### RECORDS SUPPLIED

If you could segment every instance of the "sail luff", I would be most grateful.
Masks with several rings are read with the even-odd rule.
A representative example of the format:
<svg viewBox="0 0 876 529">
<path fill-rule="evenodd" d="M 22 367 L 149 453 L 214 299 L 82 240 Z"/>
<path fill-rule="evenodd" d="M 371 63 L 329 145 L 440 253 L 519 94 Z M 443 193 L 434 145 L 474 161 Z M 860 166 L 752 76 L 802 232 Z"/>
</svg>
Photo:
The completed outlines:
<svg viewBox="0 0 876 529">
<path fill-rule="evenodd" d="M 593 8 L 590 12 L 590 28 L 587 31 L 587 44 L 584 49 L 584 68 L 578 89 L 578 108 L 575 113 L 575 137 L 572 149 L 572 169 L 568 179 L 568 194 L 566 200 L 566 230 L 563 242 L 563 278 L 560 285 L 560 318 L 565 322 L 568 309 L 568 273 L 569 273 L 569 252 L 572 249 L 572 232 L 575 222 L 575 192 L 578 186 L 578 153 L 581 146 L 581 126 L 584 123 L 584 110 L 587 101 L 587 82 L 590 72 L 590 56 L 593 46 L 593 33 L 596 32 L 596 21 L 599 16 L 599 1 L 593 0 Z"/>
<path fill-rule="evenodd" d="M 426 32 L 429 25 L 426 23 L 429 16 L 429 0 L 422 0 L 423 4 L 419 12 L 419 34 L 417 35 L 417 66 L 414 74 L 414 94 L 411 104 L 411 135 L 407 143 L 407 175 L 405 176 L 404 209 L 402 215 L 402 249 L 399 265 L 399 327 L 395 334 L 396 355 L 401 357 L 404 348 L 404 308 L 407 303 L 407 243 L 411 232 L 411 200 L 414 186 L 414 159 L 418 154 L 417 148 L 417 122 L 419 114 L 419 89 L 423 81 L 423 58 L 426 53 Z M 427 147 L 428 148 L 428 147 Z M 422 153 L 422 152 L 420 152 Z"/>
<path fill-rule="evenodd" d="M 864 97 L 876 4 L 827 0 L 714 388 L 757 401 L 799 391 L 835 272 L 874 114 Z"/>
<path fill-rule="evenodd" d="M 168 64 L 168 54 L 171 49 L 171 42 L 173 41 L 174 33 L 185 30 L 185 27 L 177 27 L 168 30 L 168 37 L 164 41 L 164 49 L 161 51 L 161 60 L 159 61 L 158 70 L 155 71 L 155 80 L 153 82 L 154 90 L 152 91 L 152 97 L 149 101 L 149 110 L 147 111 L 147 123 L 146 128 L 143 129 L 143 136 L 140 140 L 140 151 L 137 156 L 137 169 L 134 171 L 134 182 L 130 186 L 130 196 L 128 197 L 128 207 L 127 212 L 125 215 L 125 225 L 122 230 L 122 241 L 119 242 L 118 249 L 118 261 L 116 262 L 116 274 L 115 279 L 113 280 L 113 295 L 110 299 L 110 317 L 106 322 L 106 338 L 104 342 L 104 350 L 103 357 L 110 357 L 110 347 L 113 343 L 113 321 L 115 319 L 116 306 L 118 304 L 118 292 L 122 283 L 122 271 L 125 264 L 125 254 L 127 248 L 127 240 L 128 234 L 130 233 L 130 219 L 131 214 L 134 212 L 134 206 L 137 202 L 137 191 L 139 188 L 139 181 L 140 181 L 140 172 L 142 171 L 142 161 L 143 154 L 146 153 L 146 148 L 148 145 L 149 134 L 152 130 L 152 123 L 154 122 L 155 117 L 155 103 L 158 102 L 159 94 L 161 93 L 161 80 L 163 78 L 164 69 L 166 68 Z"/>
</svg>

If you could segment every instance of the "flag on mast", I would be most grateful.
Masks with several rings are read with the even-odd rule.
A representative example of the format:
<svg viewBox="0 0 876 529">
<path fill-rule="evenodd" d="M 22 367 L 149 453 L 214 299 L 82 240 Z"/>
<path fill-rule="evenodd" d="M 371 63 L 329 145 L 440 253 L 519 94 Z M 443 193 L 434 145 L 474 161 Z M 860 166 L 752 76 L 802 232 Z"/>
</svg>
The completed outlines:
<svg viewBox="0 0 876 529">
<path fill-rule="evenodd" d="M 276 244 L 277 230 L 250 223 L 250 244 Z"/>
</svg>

### WRITTEN EXERCISE
Copy out the data above, substituting "alternating fill rule" for each "even-odd rule". Leave everything else unchanged.

### COMPLETE RESPONSE
If you could segment every instance of the "sail luff", I would be most grateful.
Masks with several rings are read with the alternating fill rule.
A representative example of the format:
<svg viewBox="0 0 876 529">
<path fill-rule="evenodd" d="M 22 367 L 149 453 L 214 299 L 82 240 Z"/>
<path fill-rule="evenodd" d="M 371 63 L 329 145 L 440 253 L 519 94 Z M 443 193 L 434 145 L 474 161 Z M 860 166 L 752 76 L 802 232 Z"/>
</svg>
Photo:
The completed outlines:
<svg viewBox="0 0 876 529">
<path fill-rule="evenodd" d="M 593 8 L 590 12 L 590 28 L 587 31 L 587 44 L 584 49 L 584 68 L 578 89 L 578 108 L 575 113 L 575 137 L 572 149 L 572 169 L 568 179 L 568 194 L 566 200 L 566 230 L 563 242 L 563 278 L 560 285 L 560 318 L 565 322 L 568 309 L 568 273 L 569 273 L 569 252 L 572 249 L 572 232 L 575 222 L 575 192 L 578 186 L 578 153 L 581 146 L 581 126 L 584 123 L 584 110 L 587 101 L 587 82 L 590 72 L 590 56 L 593 46 L 593 33 L 596 32 L 596 21 L 599 16 L 599 1 L 593 0 Z"/>
<path fill-rule="evenodd" d="M 426 32 L 429 25 L 426 23 L 429 16 L 429 0 L 422 0 L 423 4 L 419 12 L 419 34 L 417 35 L 417 66 L 414 74 L 414 94 L 411 104 L 411 135 L 407 143 L 407 175 L 405 176 L 404 209 L 402 215 L 402 249 L 399 265 L 399 327 L 395 334 L 396 355 L 401 357 L 404 348 L 404 308 L 407 303 L 407 243 L 411 232 L 411 200 L 414 186 L 414 159 L 418 154 L 417 148 L 417 122 L 419 114 L 419 89 L 423 81 L 423 58 L 426 53 Z M 427 147 L 428 148 L 428 147 Z M 422 153 L 422 152 L 420 152 Z"/>
<path fill-rule="evenodd" d="M 864 97 L 876 4 L 827 0 L 714 388 L 757 401 L 799 391 L 835 272 L 874 114 Z"/>
<path fill-rule="evenodd" d="M 168 64 L 168 54 L 171 49 L 171 42 L 173 41 L 174 33 L 185 30 L 185 27 L 177 27 L 168 30 L 168 37 L 164 41 L 164 49 L 161 51 L 161 60 L 159 61 L 158 70 L 155 71 L 155 80 L 153 82 L 154 90 L 152 91 L 152 97 L 149 101 L 149 110 L 147 111 L 147 123 L 146 128 L 143 129 L 143 136 L 140 140 L 140 151 L 137 156 L 137 169 L 134 171 L 134 182 L 130 186 L 130 196 L 128 197 L 128 207 L 127 212 L 125 215 L 125 225 L 122 230 L 122 241 L 119 242 L 118 249 L 118 261 L 116 262 L 116 274 L 115 279 L 113 280 L 113 295 L 110 299 L 110 317 L 106 322 L 106 338 L 104 342 L 104 350 L 103 357 L 110 357 L 110 347 L 113 343 L 113 321 L 115 319 L 116 306 L 118 304 L 118 292 L 122 283 L 122 271 L 125 264 L 125 254 L 127 248 L 127 240 L 128 234 L 130 233 L 130 219 L 131 214 L 134 212 L 134 206 L 137 202 L 137 191 L 139 188 L 139 181 L 140 181 L 140 172 L 142 171 L 142 161 L 143 154 L 146 153 L 146 148 L 148 145 L 149 134 L 152 130 L 152 123 L 154 122 L 155 117 L 155 103 L 158 102 L 159 94 L 161 93 L 161 80 L 163 78 L 164 69 L 166 68 Z"/>
</svg>

If you could segment every instance of the "flag on mast", I would be most grateful.
Masks with several rings are read with the alternating fill rule.
A representative example of the format:
<svg viewBox="0 0 876 529">
<path fill-rule="evenodd" d="M 22 367 L 149 453 L 214 299 L 82 240 Z"/>
<path fill-rule="evenodd" d="M 371 63 L 329 145 L 440 253 L 519 94 Z M 443 193 L 434 145 L 474 161 Z M 860 166 L 752 76 L 802 232 Z"/>
</svg>
The completed outlines:
<svg viewBox="0 0 876 529">
<path fill-rule="evenodd" d="M 276 244 L 277 230 L 250 223 L 250 244 Z"/>
</svg>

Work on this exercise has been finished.